**** DOCUMENTO DI PARTENZA ****

COPPOLA Michele (Vicepresidente)
La parola, per una breve replica, all'Assessore Curti.

CURTI Ilda (Assessore)
Voglio ribadire che l'Amministrazione intende agire all'interno della legge. Agire
all'interno della legge in assenza di una legge rende molto complicato attuare delle
politiche di controllo, che risultano esclusivamente discriminatorie.

CAROSSA Mario
(Intervento fuori microfono).

CURTI Ilda (Assessore)
Ci sono moltissime associazioni e ribadisco che si tratta di un'associazione privata che
agisce all'interno di un luogo privato.
Naturalmente, nel caso di palesi abusi con denuncia, piuttosto che di questioni di ordine
pubblico, è prerogativa delle forze dell'ordine e delle Autorità competenti intervenire.

**** MATERIALE FORNITO ****

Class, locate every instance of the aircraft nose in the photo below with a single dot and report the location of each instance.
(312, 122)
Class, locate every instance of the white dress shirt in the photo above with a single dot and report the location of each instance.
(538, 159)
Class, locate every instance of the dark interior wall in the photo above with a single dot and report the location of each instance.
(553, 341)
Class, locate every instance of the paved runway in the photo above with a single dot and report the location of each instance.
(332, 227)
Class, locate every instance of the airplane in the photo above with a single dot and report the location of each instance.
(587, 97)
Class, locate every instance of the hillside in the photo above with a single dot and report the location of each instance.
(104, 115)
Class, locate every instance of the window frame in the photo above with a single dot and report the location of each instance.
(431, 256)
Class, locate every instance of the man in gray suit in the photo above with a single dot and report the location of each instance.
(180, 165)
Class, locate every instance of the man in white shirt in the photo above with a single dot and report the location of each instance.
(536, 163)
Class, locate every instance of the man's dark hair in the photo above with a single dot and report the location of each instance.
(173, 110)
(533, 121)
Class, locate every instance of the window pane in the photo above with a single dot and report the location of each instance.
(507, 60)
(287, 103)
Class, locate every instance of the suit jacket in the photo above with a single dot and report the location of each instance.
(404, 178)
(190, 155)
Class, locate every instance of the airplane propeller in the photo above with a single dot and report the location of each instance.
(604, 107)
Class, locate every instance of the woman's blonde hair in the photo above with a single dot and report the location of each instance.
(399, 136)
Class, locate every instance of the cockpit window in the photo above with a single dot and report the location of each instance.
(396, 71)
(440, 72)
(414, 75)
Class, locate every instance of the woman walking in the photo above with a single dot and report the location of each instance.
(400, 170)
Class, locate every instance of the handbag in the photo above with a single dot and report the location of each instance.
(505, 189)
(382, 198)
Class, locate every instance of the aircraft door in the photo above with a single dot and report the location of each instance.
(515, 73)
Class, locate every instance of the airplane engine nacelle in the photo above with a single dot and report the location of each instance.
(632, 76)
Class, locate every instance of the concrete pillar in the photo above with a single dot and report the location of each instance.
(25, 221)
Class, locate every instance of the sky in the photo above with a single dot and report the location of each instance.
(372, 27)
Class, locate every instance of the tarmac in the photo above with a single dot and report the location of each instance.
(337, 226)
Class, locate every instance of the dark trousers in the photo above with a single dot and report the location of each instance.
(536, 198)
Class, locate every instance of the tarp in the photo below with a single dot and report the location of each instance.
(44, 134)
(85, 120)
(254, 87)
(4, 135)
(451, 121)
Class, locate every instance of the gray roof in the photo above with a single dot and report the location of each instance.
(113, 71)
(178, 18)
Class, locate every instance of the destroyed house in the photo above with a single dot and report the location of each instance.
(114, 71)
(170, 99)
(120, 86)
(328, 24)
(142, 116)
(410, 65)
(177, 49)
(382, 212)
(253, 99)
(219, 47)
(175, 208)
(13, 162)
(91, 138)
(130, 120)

****

> ATTIVITÀ DA SVOLGERE
a) Nel resoconto della seduta, a chi spetta intervenire in caso di palesi abusi con denuncia?
b) Indica se ciascuna affermazione concorda con il resoconto della seduta, rispondendo sì o no e citando le parole decisive: (i) l'Amministrazione intende agire all'interno della legge; (ii) l'associazione di cui parla l'Assessore Curti è pubblica; (iii) Carossa Mario interviene al microfono.
c) Porta avanti, per favore, il resoconto della seduta a partire dall'ultima frase riportata.

> RISPOSTE ALLE ATTIVITÀ
a) Alle forze dell'ordine e alle Autorità competenti.

b)
(i) Sì: "l'Amministrazione intende agire all'interno della legge".
(ii) No: "si tratta di un'associazione privata".
(iii) No: "(Intervento fuori microfono)."

c)
Detto questo, auspichiamo che venga prevista una normativa che consenta alle
Pubbliche Amministrazioni di attuare delle politiche non discriminatorie, ma che diano
dignità a chi intende esercitare il suo culto, che, in questo momento, in assenza di una
legislazione, non può che esercitarsi all'interno di situazioni sicuramente opache, non a
norma e poco dignitose, non solo per la città che le ospita, ma anche per i fedeli, che, se
vogliono andare a pregare insieme ad altri, non hanno alternative.
Quindi, auspico che ci possa essere una legislazione che ci consenta di agire in termini
costituzionalmente corretti, in modo da poter intervenire ed offrire delle alternative.

COPPOLA Michele (Vicepresidente)
L'interpellanza è discussa.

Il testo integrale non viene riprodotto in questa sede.